#### RUMUSAN SOAL 1
Menurut teks halaman, berapa jumlah pekerja formal yang dirumahkan?

#### TEKS HALAMAN

================

Goresan Pena Abu Mush'ab Al Fatih Bala
(Penulis Nasional dan Pemerhati Politik Asal NTT)
Buruh semakin hidup susah dalam sistem kapitalisme. Harus hidup dengan biaya yang sangat tinggi seperti membayar pajak, kontrakan, biaya kesehatan dan pendidikan anggota keluarga.
Bahkan semakin susah ketika Corona semakin mewabah. Sebanyak 1,6 juta pekerja kena PHK dan dirumahkan. Dengan rincian 1.080.765 pekerja formal yang dirumahkan dan 160.067 yang terkena PHK (CNN Indonesia, 13/4).
Yang terdampak bukan 1,6 juta pekerja itu saja tetapi juga anggota keluarganya jika mereka masuk dalam tanggungannya. Anggap saja jika seorang pekerja memiliki misalnya tanggungan 3 orang (istri dan 2 anak atau 2 orang tua dan 1 saudara), berarti jumlah warga miskin diduga akan bertambah maksimal sebesar 4,8 juta.

================

#### RUMUSAN SOAL 2
Ambil setiap baris dari catatan di bawah yang memuat string "lens". Huruf besar dan kecil dibedakan.

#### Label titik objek
================

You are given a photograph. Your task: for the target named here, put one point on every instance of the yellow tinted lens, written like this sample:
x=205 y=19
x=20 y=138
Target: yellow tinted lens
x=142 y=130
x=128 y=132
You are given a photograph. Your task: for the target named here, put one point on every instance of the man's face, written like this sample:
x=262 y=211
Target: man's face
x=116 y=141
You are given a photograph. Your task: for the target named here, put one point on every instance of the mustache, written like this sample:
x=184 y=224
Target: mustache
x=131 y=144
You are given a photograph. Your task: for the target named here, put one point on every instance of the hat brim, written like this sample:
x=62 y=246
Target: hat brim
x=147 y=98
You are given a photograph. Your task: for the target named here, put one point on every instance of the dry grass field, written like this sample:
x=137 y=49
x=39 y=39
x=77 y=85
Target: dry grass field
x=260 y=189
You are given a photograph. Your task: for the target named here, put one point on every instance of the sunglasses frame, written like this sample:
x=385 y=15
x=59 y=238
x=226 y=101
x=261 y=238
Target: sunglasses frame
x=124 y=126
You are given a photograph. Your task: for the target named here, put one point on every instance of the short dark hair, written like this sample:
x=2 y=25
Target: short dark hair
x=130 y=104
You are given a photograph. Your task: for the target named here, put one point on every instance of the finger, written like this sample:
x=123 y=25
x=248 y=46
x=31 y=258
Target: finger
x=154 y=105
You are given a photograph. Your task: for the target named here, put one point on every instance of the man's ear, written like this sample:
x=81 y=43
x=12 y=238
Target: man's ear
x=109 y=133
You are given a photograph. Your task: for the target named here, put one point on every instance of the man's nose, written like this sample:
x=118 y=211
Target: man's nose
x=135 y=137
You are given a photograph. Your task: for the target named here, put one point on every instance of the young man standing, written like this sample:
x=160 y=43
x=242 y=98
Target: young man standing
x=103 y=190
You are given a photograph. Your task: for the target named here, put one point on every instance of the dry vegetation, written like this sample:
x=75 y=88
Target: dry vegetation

================

#### JAWABAN LENGKAP 1
Sebanyak 1.080.765 pekerja formal dirumahkan.

#### JAWABAN LENGKAP 2
You are given a photograph. Your task: for the target named here, put one point on every instance of the yellow tinted lens, written like this sample:
Target: yellow tinted lens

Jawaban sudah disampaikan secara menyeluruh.